About this task —
Every entry should be duplicated verbatim, and no picture may appear in the copy.

Exercise inputs —
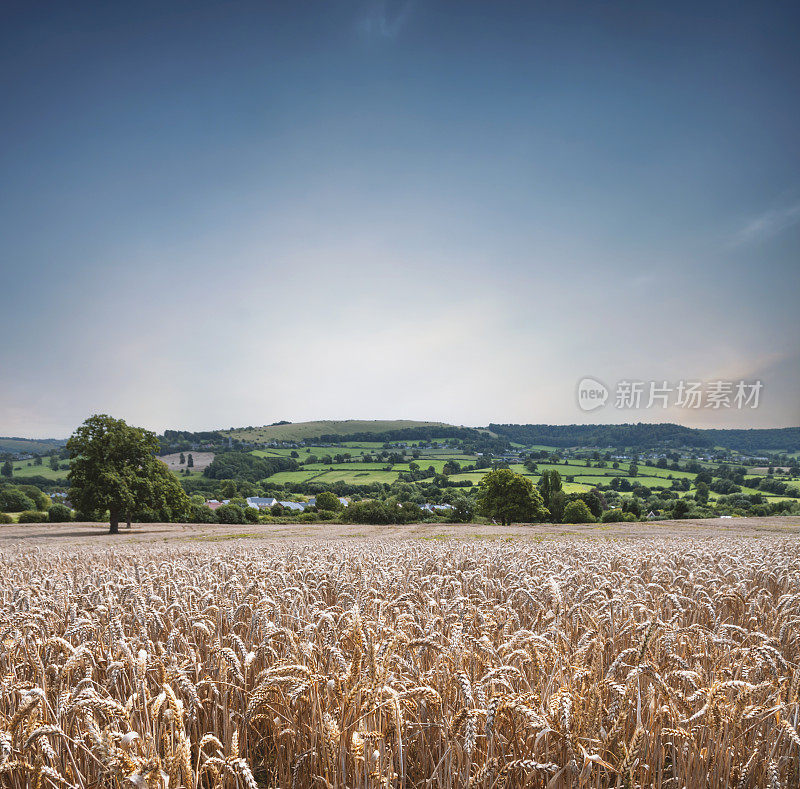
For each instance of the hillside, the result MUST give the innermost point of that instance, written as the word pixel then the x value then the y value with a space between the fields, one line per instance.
pixel 299 431
pixel 32 446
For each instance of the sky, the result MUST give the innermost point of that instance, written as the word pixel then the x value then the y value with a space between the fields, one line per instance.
pixel 220 214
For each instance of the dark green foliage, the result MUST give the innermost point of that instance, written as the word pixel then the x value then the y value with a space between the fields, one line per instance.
pixel 463 509
pixel 681 509
pixel 509 497
pixel 59 513
pixel 199 513
pixel 230 513
pixel 577 512
pixel 114 468
pixel 328 501
pixel 549 484
pixel 39 499
pixel 14 500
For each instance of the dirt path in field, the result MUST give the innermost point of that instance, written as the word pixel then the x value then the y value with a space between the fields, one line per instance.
pixel 54 534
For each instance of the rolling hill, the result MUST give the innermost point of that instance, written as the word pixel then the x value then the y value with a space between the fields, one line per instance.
pixel 299 431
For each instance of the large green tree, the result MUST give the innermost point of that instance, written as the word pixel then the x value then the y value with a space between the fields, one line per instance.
pixel 509 497
pixel 114 467
pixel 549 484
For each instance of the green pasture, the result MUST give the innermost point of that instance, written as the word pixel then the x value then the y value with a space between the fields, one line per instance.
pixel 26 468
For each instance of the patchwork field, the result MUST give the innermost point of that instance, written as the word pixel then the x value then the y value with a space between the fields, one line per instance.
pixel 358 661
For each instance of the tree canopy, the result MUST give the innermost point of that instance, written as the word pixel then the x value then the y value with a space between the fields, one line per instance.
pixel 509 497
pixel 114 467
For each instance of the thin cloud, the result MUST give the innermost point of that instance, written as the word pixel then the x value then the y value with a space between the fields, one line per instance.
pixel 382 19
pixel 768 224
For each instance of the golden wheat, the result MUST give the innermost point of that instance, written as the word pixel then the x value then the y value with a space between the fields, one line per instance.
pixel 403 664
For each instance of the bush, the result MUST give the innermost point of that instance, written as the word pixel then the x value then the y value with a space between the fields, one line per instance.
pixel 613 516
pixel 199 513
pixel 369 512
pixel 40 500
pixel 32 516
pixel 14 500
pixel 59 513
pixel 327 501
pixel 577 512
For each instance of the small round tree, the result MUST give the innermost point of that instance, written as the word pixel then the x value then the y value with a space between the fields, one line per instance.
pixel 509 497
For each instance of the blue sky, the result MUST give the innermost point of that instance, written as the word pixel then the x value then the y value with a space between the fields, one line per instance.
pixel 230 213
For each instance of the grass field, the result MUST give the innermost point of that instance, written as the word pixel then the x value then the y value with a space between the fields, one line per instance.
pixel 603 657
pixel 300 431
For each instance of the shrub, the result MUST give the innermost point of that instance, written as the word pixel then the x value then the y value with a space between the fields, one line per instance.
pixel 32 516
pixel 613 516
pixel 577 512
pixel 59 513
pixel 230 513
pixel 369 512
pixel 327 501
pixel 40 500
pixel 199 513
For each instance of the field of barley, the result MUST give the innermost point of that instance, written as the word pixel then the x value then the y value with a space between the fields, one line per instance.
pixel 661 663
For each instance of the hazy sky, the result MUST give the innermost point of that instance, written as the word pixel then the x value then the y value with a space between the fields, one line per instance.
pixel 229 213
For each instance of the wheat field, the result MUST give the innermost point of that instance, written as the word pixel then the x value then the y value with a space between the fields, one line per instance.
pixel 663 663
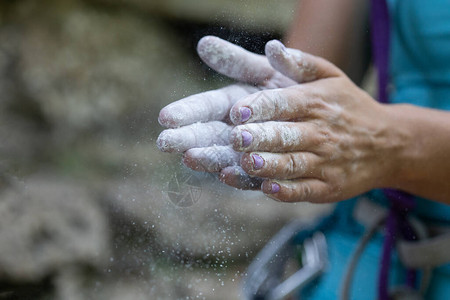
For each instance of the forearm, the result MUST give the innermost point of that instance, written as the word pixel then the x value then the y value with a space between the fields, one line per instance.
pixel 423 165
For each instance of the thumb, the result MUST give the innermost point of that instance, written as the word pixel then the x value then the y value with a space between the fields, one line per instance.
pixel 297 65
pixel 234 61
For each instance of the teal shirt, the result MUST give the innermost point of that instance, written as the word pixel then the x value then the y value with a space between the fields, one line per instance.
pixel 420 66
pixel 420 75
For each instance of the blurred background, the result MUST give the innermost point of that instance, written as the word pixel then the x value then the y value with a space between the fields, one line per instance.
pixel 87 205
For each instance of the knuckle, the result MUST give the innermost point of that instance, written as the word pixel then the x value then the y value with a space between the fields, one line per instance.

Solved exercise —
For each instance of the hillside, the result MUST give the innermost point of that instance, written as the word pixel then the x value then the y value with a space between the fields, one line per instance.
pixel 299 431
pixel 32 446
For each instance of the sky, the result MUST give the innermost point of that instance, written as the word pixel then the x value then the y value with a space between the fields, one line per instance.
pixel 220 214
For each instance of the dark green foliage, the result MUST give the innermost point of that instance, written as the word pixel then the x value then the y value with a space between the fields, one line per instance.
pixel 463 509
pixel 681 509
pixel 509 497
pixel 59 513
pixel 199 513
pixel 230 513
pixel 577 512
pixel 114 468
pixel 328 501
pixel 549 484
pixel 39 499
pixel 14 500
For each instance of the dirt path in field, the result MUST give the innermost point of that instance, written as the word pixel then the x value then the y value with a space between the fields, one line per instance.
pixel 54 534
For each instance of the rolling hill, the result MUST give the innermost point of that instance, written as the word pixel then the x value then the y value with a space between the fields, one line per instance.
pixel 299 431
For each instance of the large green tree, the result MUST give the innermost point of that instance, written as the word pixel then the x value then the y value with a space between the fields, one line per instance.
pixel 509 497
pixel 114 467
pixel 549 484
For each instance of the green pasture, the result MUST give the innermost point of that instance, written as the word pixel then the x value then the y value with a space between the fields, one line per instance.
pixel 26 468
For each instance of the patchwork field, the result MUST give the innermost point of that instance, written as the word pixel then the x value then the y value with a space between the fields, one line per instance.
pixel 358 661
For each instance of the tree canopy, the result MUST give the innermost point of that instance, written as the word pixel then the x value then the y value with a space between the fields, one line per instance.
pixel 509 497
pixel 114 467
For each instance of the thin cloud, the result MUST give the innermost point of that instance, written as the word pixel then the x value then the y value with a space between the fields, one line per instance.
pixel 382 19
pixel 768 224
For each instance of the golden wheat, the result MUST give the innermost point of that instance, written as the word pixel then the x value then the y value with a space between the fields, one line per instance.
pixel 403 664
For each instance of the bush, the result MUST give the innermost point of that instance, written as the word pixel then the x value then the y value with a space between the fields, one line per instance.
pixel 613 516
pixel 199 513
pixel 369 512
pixel 40 500
pixel 32 516
pixel 14 500
pixel 59 513
pixel 327 501
pixel 577 512
For each instance of the small round tree, the result MUST give the innermost point of that instance, written as the word pixel then the x value then the y value with a space between the fields, one line per instance.
pixel 509 497
For each instance of the blue sky, the result MUST give the innermost point of that instance, written as the word pixel then the x value then the y value with a space between the fields, one line per instance.
pixel 230 213
For each instance of the grass field, the result MUST give the innermost point of that instance, written as the word pixel then the x value then the y value with a space between the fields, one line per instance.
pixel 603 657
pixel 300 431
For each instance of the shrub, the result MUST give the innermost point of that instance, written as the word pixel then the x value then the y value with a space between the fields, one line per instance.
pixel 32 516
pixel 613 516
pixel 577 512
pixel 59 513
pixel 230 513
pixel 369 512
pixel 327 501
pixel 40 500
pixel 199 513
For each instance of the field of barley, the result MUST give the innermost point of that instance, written as the word pixel then the x value then the y value with a space between the fields, one line per instance.
pixel 661 663
For each instance of the hazy sky, the result MUST give the innermost point of that instance, written as the word pixel then the x value then the y value with a space between the fields, one line per instance.
pixel 229 213
For each instance of the wheat field, the result MUST give the innermost point of that instance, written as the word pixel then the x value then the y value with a space between the fields, one line per instance.
pixel 663 663
For each instance of the forearm, the result MUST give the innermost point of that instance, written as the word pixel then the x value then the y value with a space between the fields, one line per instance.
pixel 423 165
For each instance of the thumb, the result MUST give the innermost point of that instance, written as the word pixel then the x value then the y value with a space between the fields, one line per instance.
pixel 297 65
pixel 234 61
For each instance of the teal shirt, the result MUST give the innermost point of that instance, written as the word pixel then the x value then the y value with a space between the fields, one line per instance.
pixel 420 66
pixel 420 75
For each instance of the blurred background, the result MUST give the innermost point of that instance, written as the word pixel then the x value then the y value with a space between the fields, one line per instance.
pixel 87 205
For each instance of the knuckle, the result MUST give the innermost point of that instance, written as the word pixel then the x value then the y value with a space between the fields, one line per instance.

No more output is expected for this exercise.